* [Consigne]: Relevez chaque épidémie passée que le document source ci-dessous cite en exemple, avec l'année qui lui est associée.

* [Document source]:
Cette période de préparation est d’autant plus importante qu’en l’absence de certitude sur la saisonnalité du Covid-19, il pourrait bien s’installer dans la durée sur le territoire. « On n’est pas en mesure d’être totalement rassurés sur le fait qu’il suffit d’attendre les beaux jours pour que le virus ne trouve plus des conditions favorables à sa circulation », précise le docteur Levy-Bruhl. Les premières recherches, fondées sur la comparaison des régions chinoises aux climats différents, indiquent en effet que la température et l’humidité ont peu d’impact sur la transmissibilité du virus.

Trop tôt pour qu’un vaccin soit disponible

Le temps gagné doit permettre aux experts de réunir davantage d’information sur la meilleure façon de contrôler le virus et de traiter les malades. Il est trop tôt pour qu’un vaccin soit disponible, mais « plusieurs molécules sont en cours d’expérimentation et on peut espérer que l’une d’elles, voire plusieurs, s’avère être suffisamment efficace pour être utilisée », indique le docteur Levy-Bruhl.

Au-delà de la préparation du système de santé, ces mesures ont aussi pour objectif de préparer la société. « Petit à petit on va s’habituer à des mesures qui modifient notre quotidien. Il faut qu’elles soient progressivement intégrées par la population », considère le docteur Levy-Bruhl, en précisant que, dans l’immédiat, il n’y a pas lieu pour la majorité des Français de changer leur vie quotidienne, mis à part en appliquant les mesures de précaution rappelées par le ministère (se laver des mains, éviter les bises et les poignées de main).

Dans l’immédiat, les annulations ne visent que les événements à l’origine d’un important brassage de population. Près de 20 % de coureurs étrangers étaient ainsi attendus pour le semi-marathon parisien. « Assister à un match de football dans un stade ouvert ne participe pas au critère de confinement aujourd’hui tel que nous l’avons défini, a justifié Olivier Véran. Ce sont des matchs à l’échelle nationale qui ne mettent pas en jeu des équipes issues de zones à risques, ni nationales ou internationales, donc il n’y a pas lieu d’annuler ces événements. »

Peu de précédents

Sur le papier, les mesures de confinement font partie de la « routine » en cas d’épidémie, mais, en réalité, elles ont rarement été appliquées. « En 1918 [au début de l’épidémie de grippe espagnole], le gouvernement ne les a pas prises pour ne pas nuire au moral de la population, rappelle Patrick Zylberman, professeur d’histoire de la santé à l’Ecole des hautes études en santé publique (EHESP). Il y avait déjà la guerre : ce n’était pas la peine de réduire encore la vie sociale. »

Autre exemple : à Vannes (Morbihan) en 1955, lors de l’épidémie de variole : « Là encore, le préfet a reculé en disant : on ne va pas faire de Vannes une ville morte. (…) Les renseignements généraux avaient déjà enregistré des plaintes de commerçants qui avaient vu leur chiffre d’affaires chuter de 20 % parce qu’on déconseillait aux gens d’aller faire leurs courses en ville. »

Selon lui, la « quarantaine » classique a une efficacité limitée dans ce contexte. « D’abord, il y a toujours des fuites. Ensuite, [en confinant] des personnes asymptomatiques, vous enfermez des gens qui sont indemnes avec des personnes contagieuses, donc vous étendez le mal au lieu de le limiter », estime-t-il.

Dans les situations de confinement individuel, d’autres difficultés peuvent apparaître. A Toronto, lors de l’épidémie de SRAS (Syndrome respiratoire aigu sévère) en 2003, on avait ainsi demandé à certaines personnes de rester chez elles pendant dix jours : « A la fin, elles se plaignaient de symptômes dépressifs. Cela à l’air anodin, mais cela ne l’est pas complètement », insiste Patrick Zylberman, en rappelant que les infections respiratoires sont d’abord « une histoire de gouttelettes et de postillons. Mettre des palissades, cela ne sert à rien ».

* [Lignes]:
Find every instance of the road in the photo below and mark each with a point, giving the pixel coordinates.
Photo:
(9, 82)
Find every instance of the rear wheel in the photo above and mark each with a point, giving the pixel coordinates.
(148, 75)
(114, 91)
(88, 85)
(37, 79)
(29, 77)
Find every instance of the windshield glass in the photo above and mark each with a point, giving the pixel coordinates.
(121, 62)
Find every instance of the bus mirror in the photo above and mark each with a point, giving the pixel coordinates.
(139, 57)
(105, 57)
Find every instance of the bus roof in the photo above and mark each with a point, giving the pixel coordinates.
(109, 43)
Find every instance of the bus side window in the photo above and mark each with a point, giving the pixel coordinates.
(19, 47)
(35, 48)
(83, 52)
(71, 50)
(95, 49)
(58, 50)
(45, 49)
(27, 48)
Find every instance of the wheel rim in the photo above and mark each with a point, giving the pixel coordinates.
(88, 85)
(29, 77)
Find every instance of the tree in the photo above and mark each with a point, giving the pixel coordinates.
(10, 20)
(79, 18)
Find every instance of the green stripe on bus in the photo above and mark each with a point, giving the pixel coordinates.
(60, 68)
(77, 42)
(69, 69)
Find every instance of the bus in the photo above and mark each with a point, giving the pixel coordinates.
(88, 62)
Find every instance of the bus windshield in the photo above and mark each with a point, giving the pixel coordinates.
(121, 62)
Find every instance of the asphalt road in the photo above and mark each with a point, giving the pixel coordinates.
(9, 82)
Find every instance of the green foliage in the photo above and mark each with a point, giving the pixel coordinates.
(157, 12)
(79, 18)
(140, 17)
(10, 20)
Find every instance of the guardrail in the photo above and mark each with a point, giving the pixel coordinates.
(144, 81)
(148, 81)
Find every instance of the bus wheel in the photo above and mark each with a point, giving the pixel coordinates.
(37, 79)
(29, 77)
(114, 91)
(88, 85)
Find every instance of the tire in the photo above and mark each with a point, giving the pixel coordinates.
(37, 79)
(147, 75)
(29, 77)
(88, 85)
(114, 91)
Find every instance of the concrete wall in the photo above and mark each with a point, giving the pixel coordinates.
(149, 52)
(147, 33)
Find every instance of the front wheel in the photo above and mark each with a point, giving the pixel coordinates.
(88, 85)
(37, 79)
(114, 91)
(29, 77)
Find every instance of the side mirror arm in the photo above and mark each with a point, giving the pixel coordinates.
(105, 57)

* [Votre réponse]:
- Grippe espagnole, 1918
- Variole (à Vannes), 1955
- SRAS (à Toronto), 2003